── Исходный текст ──

Еще в начале прошедшего века князь Сергей Волконский, аристократ, эстет и тонкий критик, восхищался новорожденным кинематографом: он дает чудодейственное «чувство умножения жизни».
…Стрекочет лента, сердце бьется
Тревожнее и веселее —
cловно бы вторил ему один из завсегдатаев петербургского «Иллюзиона» молодой поэт Осип Мандельштам. Стихотворение начиналось ныне знакомыми строками:
Кинематограф. Три скамейки,
Сентиментальная горячка…
Впоследствии ученые-эстетики назовут этот первоэффект экрана «гедонистической», «рекреативной», «компенсаторной» функцией кино (в бытовом просторечье по-нашему — «кайф»).
Многое изменилось за 100 лет. И стрекот ленты теперь услышишь только в аппаратной, а в зале — накаты и вой «Долби-стерео». И не часто, скажем прямо, экран — сам по себе, своим очарованием — заставляет наше сердце «рекреационно» биться в весельи и подъеме сил. После финала «81/2» — раз-два и обчелся, пожалуй. Привычнее сердце бьется от гнева или замедляет ход от тоски. Но если хочешь пережить чудесное чувство умножения жизни, тревогу сердца, сентиментальную горячку и кайф — откупори шампанского бутылку (как говаривал когда-то Бомарше) иль посмотри последнюю картину Отара Иоселиани.

───
── Извлечённые записи ──

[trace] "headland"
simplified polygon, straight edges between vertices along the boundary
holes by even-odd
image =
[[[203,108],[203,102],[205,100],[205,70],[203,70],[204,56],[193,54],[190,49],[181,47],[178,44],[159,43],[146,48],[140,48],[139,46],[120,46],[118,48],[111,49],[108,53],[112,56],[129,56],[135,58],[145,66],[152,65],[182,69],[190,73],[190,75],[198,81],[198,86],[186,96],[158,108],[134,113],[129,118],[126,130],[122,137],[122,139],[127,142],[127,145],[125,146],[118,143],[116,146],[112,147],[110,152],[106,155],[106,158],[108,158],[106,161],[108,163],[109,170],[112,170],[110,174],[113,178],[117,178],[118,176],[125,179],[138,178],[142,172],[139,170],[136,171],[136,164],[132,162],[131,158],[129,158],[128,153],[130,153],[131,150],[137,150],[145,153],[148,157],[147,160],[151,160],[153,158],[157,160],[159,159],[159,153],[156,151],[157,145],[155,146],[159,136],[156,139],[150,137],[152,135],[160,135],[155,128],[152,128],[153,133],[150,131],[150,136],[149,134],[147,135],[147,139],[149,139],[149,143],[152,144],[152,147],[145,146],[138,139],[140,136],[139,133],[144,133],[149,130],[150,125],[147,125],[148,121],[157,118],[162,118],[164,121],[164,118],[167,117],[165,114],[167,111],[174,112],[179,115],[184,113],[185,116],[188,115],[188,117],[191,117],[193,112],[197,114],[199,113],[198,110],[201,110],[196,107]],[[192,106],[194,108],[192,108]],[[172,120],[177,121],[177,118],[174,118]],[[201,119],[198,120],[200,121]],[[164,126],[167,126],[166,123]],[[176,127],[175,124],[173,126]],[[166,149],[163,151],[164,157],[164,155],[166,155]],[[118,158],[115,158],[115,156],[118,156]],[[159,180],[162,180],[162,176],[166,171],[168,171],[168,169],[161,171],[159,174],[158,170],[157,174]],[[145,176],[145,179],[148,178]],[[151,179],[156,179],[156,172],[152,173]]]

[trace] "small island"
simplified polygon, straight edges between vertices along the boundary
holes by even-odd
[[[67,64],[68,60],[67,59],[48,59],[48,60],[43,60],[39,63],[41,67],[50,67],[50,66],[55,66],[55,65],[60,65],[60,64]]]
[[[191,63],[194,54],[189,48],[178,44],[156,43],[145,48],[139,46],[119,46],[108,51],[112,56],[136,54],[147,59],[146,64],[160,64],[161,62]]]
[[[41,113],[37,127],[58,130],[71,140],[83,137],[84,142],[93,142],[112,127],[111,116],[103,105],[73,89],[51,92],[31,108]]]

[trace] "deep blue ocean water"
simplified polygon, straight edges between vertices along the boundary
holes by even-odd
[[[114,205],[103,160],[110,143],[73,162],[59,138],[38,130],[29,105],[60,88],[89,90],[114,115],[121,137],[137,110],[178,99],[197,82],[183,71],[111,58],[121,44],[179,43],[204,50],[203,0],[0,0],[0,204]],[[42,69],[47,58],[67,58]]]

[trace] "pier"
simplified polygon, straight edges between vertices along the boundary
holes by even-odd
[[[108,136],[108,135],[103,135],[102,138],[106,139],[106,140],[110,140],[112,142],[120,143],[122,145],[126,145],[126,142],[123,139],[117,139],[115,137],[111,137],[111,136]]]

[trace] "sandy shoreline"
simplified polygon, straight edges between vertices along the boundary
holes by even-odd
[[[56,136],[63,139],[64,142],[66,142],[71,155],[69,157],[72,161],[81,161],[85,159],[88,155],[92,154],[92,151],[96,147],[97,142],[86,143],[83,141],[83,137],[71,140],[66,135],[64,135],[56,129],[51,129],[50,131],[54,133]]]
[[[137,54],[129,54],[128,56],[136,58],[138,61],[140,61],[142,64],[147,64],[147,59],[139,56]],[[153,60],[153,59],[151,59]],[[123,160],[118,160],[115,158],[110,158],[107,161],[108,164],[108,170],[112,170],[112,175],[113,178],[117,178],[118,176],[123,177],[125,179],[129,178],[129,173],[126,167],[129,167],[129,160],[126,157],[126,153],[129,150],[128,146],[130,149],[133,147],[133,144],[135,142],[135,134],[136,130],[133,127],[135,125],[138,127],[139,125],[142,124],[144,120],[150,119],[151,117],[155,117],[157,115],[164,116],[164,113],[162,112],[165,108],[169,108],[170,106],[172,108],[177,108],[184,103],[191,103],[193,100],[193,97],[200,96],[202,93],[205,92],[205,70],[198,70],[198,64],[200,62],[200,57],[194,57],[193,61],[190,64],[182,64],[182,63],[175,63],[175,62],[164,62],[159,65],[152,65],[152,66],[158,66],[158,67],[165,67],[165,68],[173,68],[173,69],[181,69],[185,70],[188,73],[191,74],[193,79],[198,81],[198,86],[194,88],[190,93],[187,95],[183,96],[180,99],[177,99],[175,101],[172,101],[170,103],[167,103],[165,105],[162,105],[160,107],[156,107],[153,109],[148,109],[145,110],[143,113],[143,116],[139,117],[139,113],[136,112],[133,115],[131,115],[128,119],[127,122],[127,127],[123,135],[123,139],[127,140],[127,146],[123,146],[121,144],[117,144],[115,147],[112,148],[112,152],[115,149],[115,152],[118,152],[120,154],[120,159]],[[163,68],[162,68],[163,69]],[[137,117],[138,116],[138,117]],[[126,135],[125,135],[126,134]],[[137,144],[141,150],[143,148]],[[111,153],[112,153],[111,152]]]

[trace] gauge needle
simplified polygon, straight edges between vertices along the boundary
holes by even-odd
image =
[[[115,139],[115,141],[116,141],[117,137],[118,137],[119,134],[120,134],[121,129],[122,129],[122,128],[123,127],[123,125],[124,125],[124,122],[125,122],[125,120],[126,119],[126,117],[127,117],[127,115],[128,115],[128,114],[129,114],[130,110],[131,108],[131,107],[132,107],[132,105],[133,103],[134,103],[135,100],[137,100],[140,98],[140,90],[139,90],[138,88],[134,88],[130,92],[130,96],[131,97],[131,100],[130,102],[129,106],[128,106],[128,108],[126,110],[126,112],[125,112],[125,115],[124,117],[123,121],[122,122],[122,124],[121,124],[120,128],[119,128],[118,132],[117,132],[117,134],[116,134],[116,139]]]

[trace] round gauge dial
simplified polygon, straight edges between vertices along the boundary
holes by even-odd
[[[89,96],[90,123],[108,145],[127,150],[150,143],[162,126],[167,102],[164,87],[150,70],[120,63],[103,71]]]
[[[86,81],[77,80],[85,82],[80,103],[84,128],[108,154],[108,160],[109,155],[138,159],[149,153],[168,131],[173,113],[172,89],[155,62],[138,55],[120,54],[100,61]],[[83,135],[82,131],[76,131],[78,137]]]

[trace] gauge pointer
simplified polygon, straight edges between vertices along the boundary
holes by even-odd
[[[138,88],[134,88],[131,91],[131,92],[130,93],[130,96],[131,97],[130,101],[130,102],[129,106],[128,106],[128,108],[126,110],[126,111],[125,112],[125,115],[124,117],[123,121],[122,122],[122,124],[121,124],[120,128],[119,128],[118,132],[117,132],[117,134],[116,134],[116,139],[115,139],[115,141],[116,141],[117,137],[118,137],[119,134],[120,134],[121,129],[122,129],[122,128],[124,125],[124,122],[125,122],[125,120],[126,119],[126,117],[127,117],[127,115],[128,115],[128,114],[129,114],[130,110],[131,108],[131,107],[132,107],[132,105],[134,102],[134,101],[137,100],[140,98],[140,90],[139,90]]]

───

Задание 1. Как назывался петербургский кинотеатр, завсегдатаем которого, согласно тексту о кинематографе, был молодой Осип Мандельштам?
Задание 2. Продолжите текст о кинематографе с того места, где он заканчивается.

Ответ 1. Он назывался «Иллюзион».

Ответ 2.
Бескорыстная радость чистого кино возьмет в плен каждого нормального синефила уже с первых кадров, где славная умненькая девочка с черными косичками серьезно и увлеченно что-то строит из ярких цветных кубиков на полу в детской, среди разбросанных игрушек, а из соседних покоев (дело в старинном и богатом загородном замке, в château, как выражаются французы) несется весело и полнозвучно песенка, которую поют в детстве (а потом забывают) многие (у нас в СССР все знали, в школах учили на уроках пения), — шубертовский «Мельник» («в движеньи мельник жизнь ведет, в движеньи». Движение, между тем, материализовано в искусной модели железной дороги, которая занимает центральное место в просторном и захламленном кабинете владельца замка, пожилого бездельника, пьяницы, по-нашему — алкаша. Видимо, прекрасная игрушка — пунктик у опустившегося субъекта, который, как сын, вечно сидит в комнате, опустошает бутылку за бутылкой из фамильного погреба и периодически заводит бегающую по кругу заводную электричку. Может, он вообще впал в детство?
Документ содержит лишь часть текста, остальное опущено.